Copy out every record precisely.
### RECORDS SHOWN ###
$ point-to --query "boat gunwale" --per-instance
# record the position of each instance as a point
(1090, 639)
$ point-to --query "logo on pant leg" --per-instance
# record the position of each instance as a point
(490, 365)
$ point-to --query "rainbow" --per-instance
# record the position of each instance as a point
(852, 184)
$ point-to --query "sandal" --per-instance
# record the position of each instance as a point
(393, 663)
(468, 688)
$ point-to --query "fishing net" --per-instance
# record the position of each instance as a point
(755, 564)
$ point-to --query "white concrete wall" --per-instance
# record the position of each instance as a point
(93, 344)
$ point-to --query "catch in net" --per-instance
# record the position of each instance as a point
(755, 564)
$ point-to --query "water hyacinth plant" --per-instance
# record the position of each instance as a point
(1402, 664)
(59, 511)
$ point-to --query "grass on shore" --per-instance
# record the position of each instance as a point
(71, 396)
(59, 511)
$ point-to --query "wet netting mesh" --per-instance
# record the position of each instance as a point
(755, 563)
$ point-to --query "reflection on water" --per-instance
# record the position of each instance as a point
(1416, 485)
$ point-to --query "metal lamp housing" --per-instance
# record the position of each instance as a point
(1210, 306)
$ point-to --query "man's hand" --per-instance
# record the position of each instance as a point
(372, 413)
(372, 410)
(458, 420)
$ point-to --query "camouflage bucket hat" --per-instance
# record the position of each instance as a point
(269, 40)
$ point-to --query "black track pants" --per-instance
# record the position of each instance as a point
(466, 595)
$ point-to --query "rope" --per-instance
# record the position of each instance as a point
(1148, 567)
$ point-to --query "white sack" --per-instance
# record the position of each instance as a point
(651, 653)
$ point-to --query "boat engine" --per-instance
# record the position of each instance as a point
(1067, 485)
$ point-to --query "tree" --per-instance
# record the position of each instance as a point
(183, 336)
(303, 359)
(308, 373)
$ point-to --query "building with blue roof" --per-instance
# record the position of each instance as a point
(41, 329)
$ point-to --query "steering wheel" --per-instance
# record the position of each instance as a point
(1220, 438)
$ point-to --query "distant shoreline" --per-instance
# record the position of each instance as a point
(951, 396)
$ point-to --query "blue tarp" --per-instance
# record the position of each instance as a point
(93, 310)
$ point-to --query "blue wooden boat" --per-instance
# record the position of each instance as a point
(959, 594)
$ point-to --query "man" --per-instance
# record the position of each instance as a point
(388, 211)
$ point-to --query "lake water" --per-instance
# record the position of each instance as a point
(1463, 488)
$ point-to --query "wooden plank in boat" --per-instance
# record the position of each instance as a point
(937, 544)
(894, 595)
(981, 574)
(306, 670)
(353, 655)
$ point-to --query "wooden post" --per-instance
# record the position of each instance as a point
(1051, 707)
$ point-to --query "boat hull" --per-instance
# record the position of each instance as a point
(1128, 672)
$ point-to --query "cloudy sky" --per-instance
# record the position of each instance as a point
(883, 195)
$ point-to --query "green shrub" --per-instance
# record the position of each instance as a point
###
● **SOLVED EXERCISE**
$ point-to --query "boat gunwale" --per-instance
# record the position of each instance as a point
(1090, 639)
$ point-to --query "logo on pant leg" --per-instance
# record the position of each instance as a point
(490, 365)
$ point-to --query "rainbow" --per-instance
# record the position of each instance as a point
(852, 184)
$ point-to --query "sandal" --per-instance
# record the position of each instance as a point
(393, 663)
(468, 688)
$ point-to --query "fishing net" --per-instance
# record the position of each instance as a point
(755, 564)
$ point-to --query "white concrete wall" --per-instance
# record the position of each instance as a point
(93, 344)
$ point-to --query "catch in net" --per-instance
# record the position of each instance as a point
(755, 564)
$ point-to --query "water hyacinth plant" --per-instance
# record the position of each instance as a point
(1402, 664)
(59, 511)
$ point-to --query "grass on shore" --per-instance
# record the position of each instance as a point
(71, 396)
(59, 511)
$ point-to --query "wet netting mesh" --per-instance
# record the position of each instance as a point
(755, 563)
$ point-to --query "reflection on water" --per-instance
# record the position of each instance as a point
(1416, 485)
$ point-to --query "metal lamp housing" --per-instance
# record the position of each instance as a point
(1210, 306)
$ point-to --query "man's hand" --per-instance
# record the position of each instance as a point
(372, 413)
(372, 410)
(458, 420)
$ point-to --query "camouflage bucket hat" --per-instance
# record the position of each instance as a point
(269, 40)
$ point-to --query "black track pants" --per-instance
# record the position of each instance as a point
(466, 595)
$ point-to --query "rope" --per-instance
# record the position of each instance as a point
(1148, 567)
$ point-to --query "white sack" --per-instance
# record the position of each instance as a point
(651, 653)
$ point-to --query "boat engine" --per-instance
# record the position of each instance as a point
(1067, 485)
$ point-to --query "tree" --per-instance
# record the position of each instance as a point
(183, 336)
(303, 359)
(308, 373)
$ point-to --query "building with blue roof" --per-instance
# record the position of each instance as a point
(41, 329)
$ point-to --query "steering wheel" --per-instance
# record the position of each instance as a point
(1220, 438)
$ point-to --query "distant shoreline" --per-instance
# record the position of each instance as a point
(951, 396)
$ point-to --query "blue tarp" --per-instance
# record the position of each instance as a point
(93, 310)
$ point-to --query "blue wooden boat" --per-instance
# record the position of each instance as a point
(959, 594)
$ point-to --query "man" --per-instance
# record the position of each instance as a point
(388, 211)
$ point-to --query "lake water" --per-instance
# record the position of each instance as a point
(1463, 488)
$ point-to --query "wooden plank in boat" --per-instance
# record the position of each instance as a point
(937, 544)
(894, 595)
(981, 574)
(306, 670)
(353, 655)
$ point-to --query "wooden post" --per-instance
# record the position of each instance as a point
(1051, 707)
$ point-to --query "boat hull" --per-instance
# record the position of each instance as a point
(1128, 672)
$ point-to --query "cloudy sky" --per-instance
# record the position of each instance as a point
(883, 195)
$ point-to --query "green shrub" --per-instance
# record the position of each instance as a point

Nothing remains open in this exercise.